>> BEGIN Stored data

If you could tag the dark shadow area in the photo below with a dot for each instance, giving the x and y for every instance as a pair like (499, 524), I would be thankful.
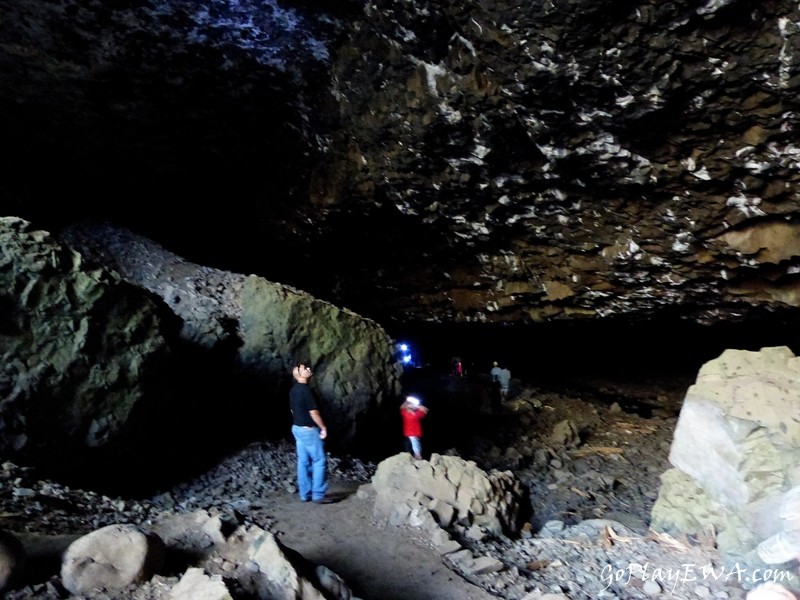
(551, 354)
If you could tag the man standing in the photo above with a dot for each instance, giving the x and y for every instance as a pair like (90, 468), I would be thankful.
(413, 412)
(504, 379)
(309, 431)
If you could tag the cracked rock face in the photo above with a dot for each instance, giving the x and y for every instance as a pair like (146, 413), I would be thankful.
(450, 161)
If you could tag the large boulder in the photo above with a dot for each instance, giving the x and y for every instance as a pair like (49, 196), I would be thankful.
(735, 451)
(355, 369)
(111, 558)
(81, 349)
(258, 329)
(490, 500)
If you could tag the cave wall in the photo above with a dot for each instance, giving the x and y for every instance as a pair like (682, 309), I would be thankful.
(453, 161)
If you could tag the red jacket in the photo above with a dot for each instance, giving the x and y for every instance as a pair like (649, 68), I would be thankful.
(412, 418)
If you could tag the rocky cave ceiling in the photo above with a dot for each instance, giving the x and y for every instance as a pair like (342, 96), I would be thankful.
(454, 161)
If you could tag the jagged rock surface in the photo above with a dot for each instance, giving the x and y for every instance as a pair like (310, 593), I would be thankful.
(499, 161)
(83, 352)
(735, 451)
(263, 327)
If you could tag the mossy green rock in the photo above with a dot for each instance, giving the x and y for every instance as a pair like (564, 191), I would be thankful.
(355, 370)
(77, 346)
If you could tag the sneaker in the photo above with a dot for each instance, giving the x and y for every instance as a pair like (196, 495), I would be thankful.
(324, 500)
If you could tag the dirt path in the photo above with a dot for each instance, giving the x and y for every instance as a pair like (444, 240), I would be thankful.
(378, 561)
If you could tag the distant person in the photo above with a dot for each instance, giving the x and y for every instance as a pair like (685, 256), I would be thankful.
(413, 412)
(309, 431)
(504, 379)
(458, 368)
(495, 397)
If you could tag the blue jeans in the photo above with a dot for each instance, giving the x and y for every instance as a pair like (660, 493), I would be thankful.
(312, 463)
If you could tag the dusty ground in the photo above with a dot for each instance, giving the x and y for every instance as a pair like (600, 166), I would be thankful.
(590, 500)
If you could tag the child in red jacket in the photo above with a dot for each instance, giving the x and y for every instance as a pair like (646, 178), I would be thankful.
(413, 412)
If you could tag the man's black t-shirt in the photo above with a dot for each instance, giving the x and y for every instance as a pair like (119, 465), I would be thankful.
(301, 401)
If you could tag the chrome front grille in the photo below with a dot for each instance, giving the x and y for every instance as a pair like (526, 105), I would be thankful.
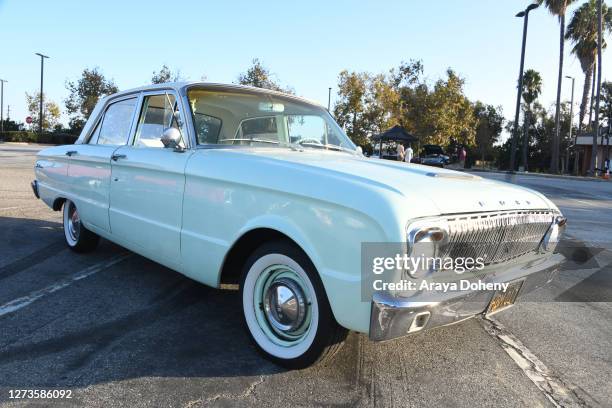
(495, 236)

>> END Stored data

* _Problem to solve_
Copy the records above exactly, leaving out every picture.

* _Finished answer_
If you could tag the dark shadow area in the photo below with a dot for each instance, giving the x and y for every instance as a pair like (499, 524), I would be thankful.
(551, 354)
If you could tag the man standing in the photo above with a dot for each instance, giving the x and y for every instance as a pair like (90, 468), I would be thankful.
(413, 412)
(504, 379)
(309, 431)
If you could tag the cracked rock face in the photo above with a dot for each instance, giving the x and y for every instance as a pair like (146, 413), I would be thankful.
(450, 161)
If you could tag the large boulder in the photo above with a dot for each instance, giving the x and y for every instance as a pair like (49, 196), I would be thankful.
(735, 451)
(355, 369)
(111, 558)
(81, 349)
(258, 329)
(490, 500)
If you could tag the cave wall in the photo above with a dot for each instance, giving the x and y for every instance as a pair like (682, 309), I would be thankful.
(453, 161)
If you could tag the red jacket in the photo above with a dot for each instance, giving the x and y for every instance as a pair like (649, 68), I would be thankful.
(412, 418)
If you could tag the rocky cave ceiling in the photo above with a dot for each instance, giving the x and y for every instance as a pair like (342, 96), I would be thankful.
(454, 161)
If you could tag the jagged rock surface in the photo above with a dot for each instance, giving the x and y for every instance as a pair like (310, 593), I would be thankful.
(499, 161)
(83, 352)
(735, 451)
(263, 327)
If you could tag the mossy green rock in the photo above with a dot for each instance, giving the x and y for every instance as a pair like (564, 191), I would be thankful.
(355, 370)
(77, 346)
If you could tag the sneaker in the photo above with a dot for each instance, giving the x and y for every instance as a pair like (196, 495), I would be thankful.
(324, 500)
If you could tag the dirt path in the photo above with a dot for each instance, giving the x and y for every instance as a pair like (444, 240), I would be thankful.
(378, 561)
If you could tag the distant person in the photo above with a dot for each instance, giving the x and y for every instance as a pair like (685, 256), I would be thankful.
(413, 412)
(309, 431)
(504, 379)
(458, 368)
(495, 397)
If you could tag the blue jeans in the photo above with a dot for each instance, giving the x and y for every instance as a pair like (660, 493), I would be thankful.
(312, 463)
If you could tag the dusty ground in the photo above with a dot for each instance, giving the x and y for every instance as a pair like (600, 166), I would be thankful.
(590, 500)
If you could tag the child in red jacket in the photo above with a dot for each instance, giving the x and y for every instance as a pair like (646, 178), I would be thankful.
(413, 412)
If you could tag the man's black t-shirt in the photo above with a dot for each instance, giving the x and y for every instance as a pair like (119, 465), I would be thankful.
(301, 401)
If you could tag the chrome front grille in the photo below with a dot for each instance, giving the x and y for every instance as a pair like (526, 105), I would be thankful.
(495, 236)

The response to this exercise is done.